# Given passage
>> BEGIN

Daily Art Moment: Bruce Davidson

A horizontal rectangular black-and-white photograph of a young Black woman being detained by two male police officers. The woman is at center, flanked by the officers. Each holds the woman by her outstretched arms. The woman faces front but her head is turned to the right. She has dark skin, short wavy hair and wears a bright white, round earring. Her expression is neutral. Over her dark dress, she wears a light-colored cardigan sweater which is torn at the shoulder and front. The officers wear their police uniform of light shirts, dark pants, helmets, dark bow ties, duty belts with straps crossing the chest from shoulder to belt, holsters, and guns. The officer at left uses two hands to hold the woman’s arms, one hand on her upper arm and one hand on her wrist. The officer at right holds the woman’s wrist. Behind the three figures we see cars of the time, and a large movie marquee. The marquee reads “SUSPENSE! EXCITEMENT! SUSAN HAYWARD IN ‘BACK STREET ‘ AND ‘DAMN THE DEFIANT.' " People are crowded beneath the marquee.

“Last week, when federal troops entered Portland and began injuring and detaining protestors, I was already thinking about the deeply important but dangerous and ethically complex work of photographing at protests. It is critical to bear witness to the struggle for Black lives and record protests for the world to see, but law enforcement organizations now use advanced technologies to scan photographs and identify protestors, potentially subjecting them to arrest, prosecution, and conviction. How can photographers, or anyone present at protests using recording devices, ethically document these flashpoint moments in our city and country’s histories? How can social media platforms like Twitter and Instagram both inform the public and protect the wellbeing of the protestors included in each posted image?

>> END

# Entries shown
>> BEGIN

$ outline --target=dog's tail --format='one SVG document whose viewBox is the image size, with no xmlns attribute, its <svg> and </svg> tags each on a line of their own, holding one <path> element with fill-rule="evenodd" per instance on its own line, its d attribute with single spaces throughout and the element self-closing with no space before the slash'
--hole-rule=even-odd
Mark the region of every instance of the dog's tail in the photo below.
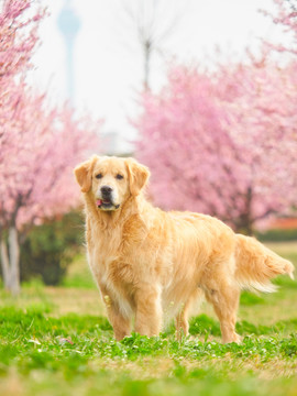
<svg viewBox="0 0 297 396">
<path fill-rule="evenodd" d="M 294 279 L 294 265 L 264 246 L 254 238 L 237 234 L 235 278 L 242 288 L 272 293 L 276 290 L 270 280 L 288 274 Z"/>
</svg>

>> END

# What to work on
In the Bruce Davidson text, which film stars are named on the movie marquee?

# Reply
Susan Hayward.